Passage provided -
((

- The Washington Times - Wednesday, September 4, 2019

Migrant children who come to the U.S. without their parents or who got separated from them by the government suffered serious trauma and the Health and Human Services Department shelters charged with caring for the children are struggling to deliver, a new inspector general’s report concluded Wednesday.

The trauma often began in the juveniles’ home countries, and continued during the often treacherous journey north to try to sneak into the U.S., investigators said.

But the Trump administration increased the trauma for some children through last year’s zero-tolerance policy, which separated some families and created more Unaccompanied Alien Children than there would otherwise have been.

The administration also enacted policies it said were intended to keep the children safe from child predators and other criminal situations — but which led to children being in government care for longer, which also fueled trauma, the HHS inspector general found.

More difficulties followed.



Mental health professionals said they struggled to figure out the best ways to treat the children since they weren’t sure how long the juveniles would be in their care. Under the law, UACs are supposed to be placed with family or foster care sponsors as quickly as possible, but that turns out to work against the mental health needs.

))

Record extracts -
((

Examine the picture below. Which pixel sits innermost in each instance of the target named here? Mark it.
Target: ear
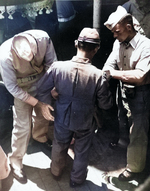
(96, 49)
(128, 26)
(76, 43)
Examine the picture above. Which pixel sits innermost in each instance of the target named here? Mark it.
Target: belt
(66, 19)
(27, 79)
(143, 87)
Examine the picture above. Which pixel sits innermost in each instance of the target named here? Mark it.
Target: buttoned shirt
(131, 56)
(142, 15)
(18, 74)
(80, 86)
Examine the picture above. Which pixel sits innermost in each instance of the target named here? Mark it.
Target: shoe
(126, 175)
(48, 144)
(74, 184)
(20, 175)
(57, 178)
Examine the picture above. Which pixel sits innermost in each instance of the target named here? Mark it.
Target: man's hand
(54, 93)
(45, 110)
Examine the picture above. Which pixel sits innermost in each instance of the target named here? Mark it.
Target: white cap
(24, 46)
(89, 35)
(115, 17)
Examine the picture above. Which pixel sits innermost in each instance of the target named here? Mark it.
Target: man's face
(142, 3)
(120, 32)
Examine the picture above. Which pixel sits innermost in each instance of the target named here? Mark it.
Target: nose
(115, 35)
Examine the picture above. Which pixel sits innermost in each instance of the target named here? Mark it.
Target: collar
(144, 9)
(81, 60)
(133, 42)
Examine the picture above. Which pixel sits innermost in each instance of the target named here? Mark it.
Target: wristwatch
(107, 74)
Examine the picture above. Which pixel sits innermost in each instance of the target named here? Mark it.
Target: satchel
(4, 165)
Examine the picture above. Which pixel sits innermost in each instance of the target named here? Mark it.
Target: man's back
(79, 85)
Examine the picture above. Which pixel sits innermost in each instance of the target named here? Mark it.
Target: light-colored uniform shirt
(142, 15)
(132, 56)
(18, 74)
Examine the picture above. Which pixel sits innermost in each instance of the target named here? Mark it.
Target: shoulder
(37, 33)
(5, 50)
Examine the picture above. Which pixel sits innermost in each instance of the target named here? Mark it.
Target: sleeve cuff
(31, 100)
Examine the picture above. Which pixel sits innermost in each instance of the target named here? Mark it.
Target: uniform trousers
(61, 142)
(139, 104)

))

Exercise instructions -
a: Reproduce the section of the news report on migrant children from "The trauma often" up to and including "U.S., investigators said.", substituting "perilous" for "treacherous".
b: Carry the news report on migrant children forward from its final sentence, keeping to the same formal register.

Numbered responses -
a:
The trauma often began in the juveniles’ home countries, and continued during the often perilous journey north to try to sneak into the U.S., investigators said.

b:
“Mental health clinicians described intentionally not probing into past events, but instead staying focused on helping children to cope and remain stable,” the auditors found. “Mental health clinicians referred to this as a ‘Band-Aid’ approach, akin to psychological first aid; the goal is not to treat children’s underlying issues because children will not be in the facility long enough to make meaningful progress.”

Some of the mental health professionals said the children’s trauma was so high that despite their own training, they weren’t prepared. Clinicians even reported facing their own mental distress from having to hear about the horrific conditions some of the children had faced during their travels.

Democrats were eager to blame President Trump.

“These reports validate what we have long known, the Trump administration’s cruel and chaotic immigration policies are taking a damning toll on children and their mental health,” said Rep. Bennie G. Thompson, Mississippi Democrat and chairman of the House Homeland Security Committee.

He said his panel has a hearing scheduled for later this month to examine children’s health and safety in connection with the border crisis.

The report says the administration’s policies did exacerbate matters.

One boy — he was either 7 or 8 years old, the investigators weren’t sure — was separated from his father without explanation, and developed a delusion that his father had been killed and came to believe he too would be killed, the report said. The boy needed emergency psychiatric care.

But the end of the separations also led to trauma, the report said, as the shelters tried to figure out how to comply with a court order to reunite the children.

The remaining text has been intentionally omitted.